(Point annotation dataset records)
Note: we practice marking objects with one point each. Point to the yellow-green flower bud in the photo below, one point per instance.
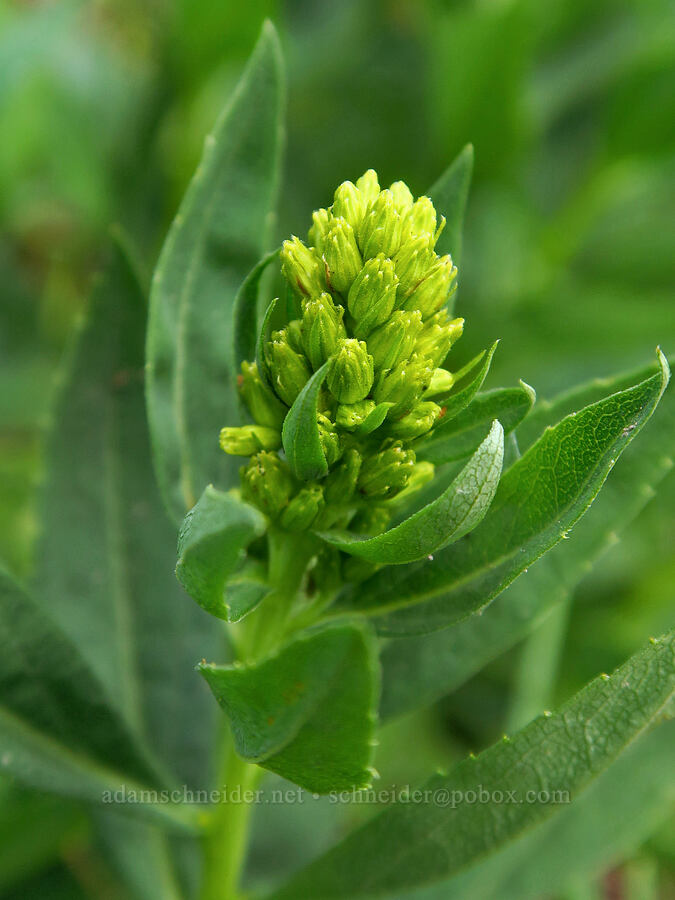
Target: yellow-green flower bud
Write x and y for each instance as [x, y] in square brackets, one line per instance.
[322, 329]
[369, 186]
[403, 199]
[403, 385]
[371, 520]
[387, 472]
[289, 371]
[437, 336]
[320, 222]
[350, 204]
[421, 418]
[441, 382]
[351, 415]
[413, 262]
[330, 439]
[381, 228]
[267, 483]
[302, 268]
[434, 291]
[341, 255]
[350, 372]
[303, 508]
[372, 295]
[340, 484]
[394, 341]
[260, 400]
[249, 439]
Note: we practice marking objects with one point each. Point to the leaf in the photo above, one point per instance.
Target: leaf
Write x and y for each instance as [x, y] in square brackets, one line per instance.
[106, 555]
[300, 434]
[419, 670]
[609, 821]
[246, 312]
[216, 238]
[553, 759]
[456, 402]
[58, 731]
[456, 512]
[308, 712]
[211, 544]
[449, 195]
[468, 429]
[538, 500]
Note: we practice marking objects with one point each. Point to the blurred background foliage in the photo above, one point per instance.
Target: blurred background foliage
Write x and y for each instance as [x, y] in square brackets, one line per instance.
[568, 258]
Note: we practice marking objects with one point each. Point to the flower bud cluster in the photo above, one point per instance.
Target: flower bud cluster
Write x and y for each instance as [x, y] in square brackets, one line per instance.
[372, 294]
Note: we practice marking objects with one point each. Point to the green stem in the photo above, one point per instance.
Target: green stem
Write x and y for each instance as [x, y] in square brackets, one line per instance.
[226, 836]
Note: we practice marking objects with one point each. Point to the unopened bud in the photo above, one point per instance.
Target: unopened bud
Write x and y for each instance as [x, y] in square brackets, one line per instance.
[260, 400]
[437, 336]
[403, 199]
[434, 291]
[403, 385]
[394, 341]
[350, 372]
[369, 186]
[340, 484]
[302, 268]
[351, 415]
[289, 371]
[303, 508]
[421, 418]
[441, 382]
[349, 203]
[386, 473]
[267, 483]
[413, 262]
[341, 255]
[329, 438]
[322, 329]
[372, 295]
[381, 228]
[249, 439]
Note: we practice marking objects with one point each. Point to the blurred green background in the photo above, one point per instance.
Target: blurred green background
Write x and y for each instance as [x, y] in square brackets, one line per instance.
[568, 247]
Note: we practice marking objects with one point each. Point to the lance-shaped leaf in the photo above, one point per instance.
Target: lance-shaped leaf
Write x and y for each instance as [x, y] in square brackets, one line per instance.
[211, 545]
[216, 238]
[308, 712]
[419, 670]
[449, 195]
[300, 434]
[106, 554]
[59, 731]
[246, 311]
[456, 512]
[546, 766]
[465, 432]
[455, 402]
[538, 500]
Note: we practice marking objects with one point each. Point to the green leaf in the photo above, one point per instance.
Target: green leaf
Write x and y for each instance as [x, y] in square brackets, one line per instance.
[456, 512]
[449, 195]
[468, 429]
[454, 403]
[609, 821]
[216, 238]
[58, 731]
[308, 712]
[300, 434]
[211, 544]
[538, 500]
[419, 670]
[555, 757]
[246, 312]
[106, 554]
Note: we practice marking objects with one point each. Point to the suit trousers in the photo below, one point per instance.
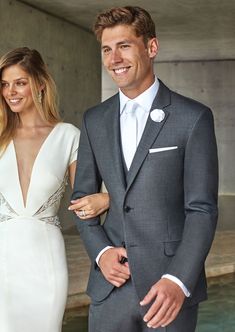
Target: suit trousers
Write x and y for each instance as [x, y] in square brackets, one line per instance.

» **Your goal**: Excluding pictures, copy exactly the lines from the line containing "the green leaf" through the last line of the data, inclusive.

» **Reply**:
Note: we practice marking objects with one point each. Point to the green leaf in the photo above, one point per instance.
Target: green leaf
Write x and y for each instance as [x, y] in square brackets, one line per instance.
[456, 512]
[449, 195]
[468, 429]
[454, 403]
[609, 821]
[216, 238]
[58, 731]
[308, 712]
[300, 434]
[211, 544]
[538, 500]
[419, 670]
[555, 757]
[246, 312]
[106, 554]
Note: we practice marking objects with one point each. Point to the suit trousers in the photo below, one point per instance.
Target: suit trousers
Write x and y for each instance as [x, y] in square brackets, one line per instance.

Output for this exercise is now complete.